[Coordinate labeling data]
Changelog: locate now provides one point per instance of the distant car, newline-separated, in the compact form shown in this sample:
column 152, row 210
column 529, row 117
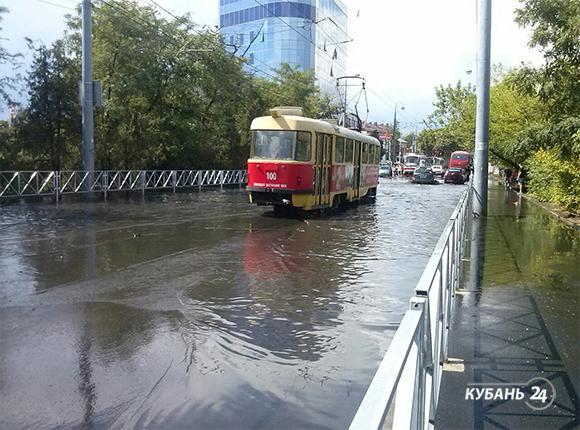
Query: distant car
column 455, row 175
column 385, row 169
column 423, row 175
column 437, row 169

==

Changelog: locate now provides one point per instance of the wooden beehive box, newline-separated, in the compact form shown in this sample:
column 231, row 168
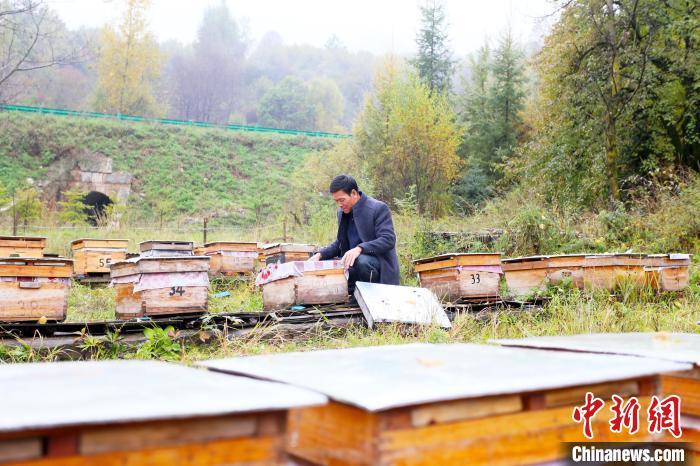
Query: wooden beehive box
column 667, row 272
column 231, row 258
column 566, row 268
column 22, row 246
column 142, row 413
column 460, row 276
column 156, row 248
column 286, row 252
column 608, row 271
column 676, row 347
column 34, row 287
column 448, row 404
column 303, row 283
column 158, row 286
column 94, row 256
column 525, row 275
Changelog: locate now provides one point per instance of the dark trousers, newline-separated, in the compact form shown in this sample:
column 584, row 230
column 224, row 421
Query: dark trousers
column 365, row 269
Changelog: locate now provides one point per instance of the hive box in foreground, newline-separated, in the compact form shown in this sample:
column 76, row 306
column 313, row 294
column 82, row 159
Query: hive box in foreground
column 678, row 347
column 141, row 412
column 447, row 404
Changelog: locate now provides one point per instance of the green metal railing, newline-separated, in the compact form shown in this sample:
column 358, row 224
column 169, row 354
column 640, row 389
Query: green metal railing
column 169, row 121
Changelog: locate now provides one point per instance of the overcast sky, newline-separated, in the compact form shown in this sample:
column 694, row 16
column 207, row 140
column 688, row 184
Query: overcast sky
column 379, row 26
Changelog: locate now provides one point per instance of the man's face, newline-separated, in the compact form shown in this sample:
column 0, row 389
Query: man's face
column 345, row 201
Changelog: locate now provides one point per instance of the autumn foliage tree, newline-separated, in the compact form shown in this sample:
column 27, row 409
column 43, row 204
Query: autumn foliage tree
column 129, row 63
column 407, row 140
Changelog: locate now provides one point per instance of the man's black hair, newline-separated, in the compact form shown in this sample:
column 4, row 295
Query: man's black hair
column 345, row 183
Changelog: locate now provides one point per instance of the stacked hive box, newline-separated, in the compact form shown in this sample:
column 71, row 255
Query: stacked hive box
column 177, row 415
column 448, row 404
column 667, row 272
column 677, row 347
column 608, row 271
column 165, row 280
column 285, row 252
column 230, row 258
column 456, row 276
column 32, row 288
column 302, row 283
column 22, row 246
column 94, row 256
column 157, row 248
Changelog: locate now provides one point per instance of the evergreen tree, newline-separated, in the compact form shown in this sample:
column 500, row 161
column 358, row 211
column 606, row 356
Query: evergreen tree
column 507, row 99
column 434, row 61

...

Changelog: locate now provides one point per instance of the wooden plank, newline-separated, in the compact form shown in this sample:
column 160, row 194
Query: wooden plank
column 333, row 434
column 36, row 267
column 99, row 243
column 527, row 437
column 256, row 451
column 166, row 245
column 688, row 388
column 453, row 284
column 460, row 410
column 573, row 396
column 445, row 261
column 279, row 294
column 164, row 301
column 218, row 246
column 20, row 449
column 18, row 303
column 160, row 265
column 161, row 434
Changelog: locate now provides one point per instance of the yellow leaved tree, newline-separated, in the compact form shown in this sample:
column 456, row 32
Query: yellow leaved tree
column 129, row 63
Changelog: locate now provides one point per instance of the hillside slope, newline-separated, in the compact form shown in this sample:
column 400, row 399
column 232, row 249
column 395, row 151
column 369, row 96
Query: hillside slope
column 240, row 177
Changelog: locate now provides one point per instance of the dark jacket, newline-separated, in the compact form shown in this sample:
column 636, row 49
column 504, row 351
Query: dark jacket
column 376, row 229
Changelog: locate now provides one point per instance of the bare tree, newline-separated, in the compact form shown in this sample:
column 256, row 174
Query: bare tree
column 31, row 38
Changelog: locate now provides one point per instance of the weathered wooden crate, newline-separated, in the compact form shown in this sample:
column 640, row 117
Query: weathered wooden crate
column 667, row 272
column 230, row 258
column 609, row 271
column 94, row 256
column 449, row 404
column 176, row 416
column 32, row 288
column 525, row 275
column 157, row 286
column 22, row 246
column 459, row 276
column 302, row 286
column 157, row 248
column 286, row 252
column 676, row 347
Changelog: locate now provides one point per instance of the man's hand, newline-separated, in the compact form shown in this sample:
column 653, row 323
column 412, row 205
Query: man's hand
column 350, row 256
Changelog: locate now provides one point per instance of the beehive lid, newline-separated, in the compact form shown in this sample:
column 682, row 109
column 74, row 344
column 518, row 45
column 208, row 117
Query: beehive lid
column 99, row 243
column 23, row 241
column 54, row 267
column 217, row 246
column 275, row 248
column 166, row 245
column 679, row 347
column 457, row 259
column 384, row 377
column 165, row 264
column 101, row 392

Set task: Reproduce the lines of the records word for word, starting at the line that contains "hand, newline-separated, in" and ending at the line that contains "column 101, row 392", with both of those lines included.

Answer for this exercise:
Changelog: locate now provides one point per instance of the man's hand, newline-separated, in the compact form shown in this sample:
column 653, row 323
column 412, row 205
Query: man's hand
column 350, row 256
Changelog: locate now provides one point per instance of the beehive lid, newline-separated, in the compact form shown in this sample:
column 682, row 109
column 74, row 344
column 518, row 45
column 208, row 117
Query: beehive lid
column 99, row 243
column 23, row 241
column 54, row 267
column 217, row 246
column 275, row 248
column 166, row 245
column 679, row 347
column 457, row 259
column 384, row 377
column 165, row 264
column 101, row 392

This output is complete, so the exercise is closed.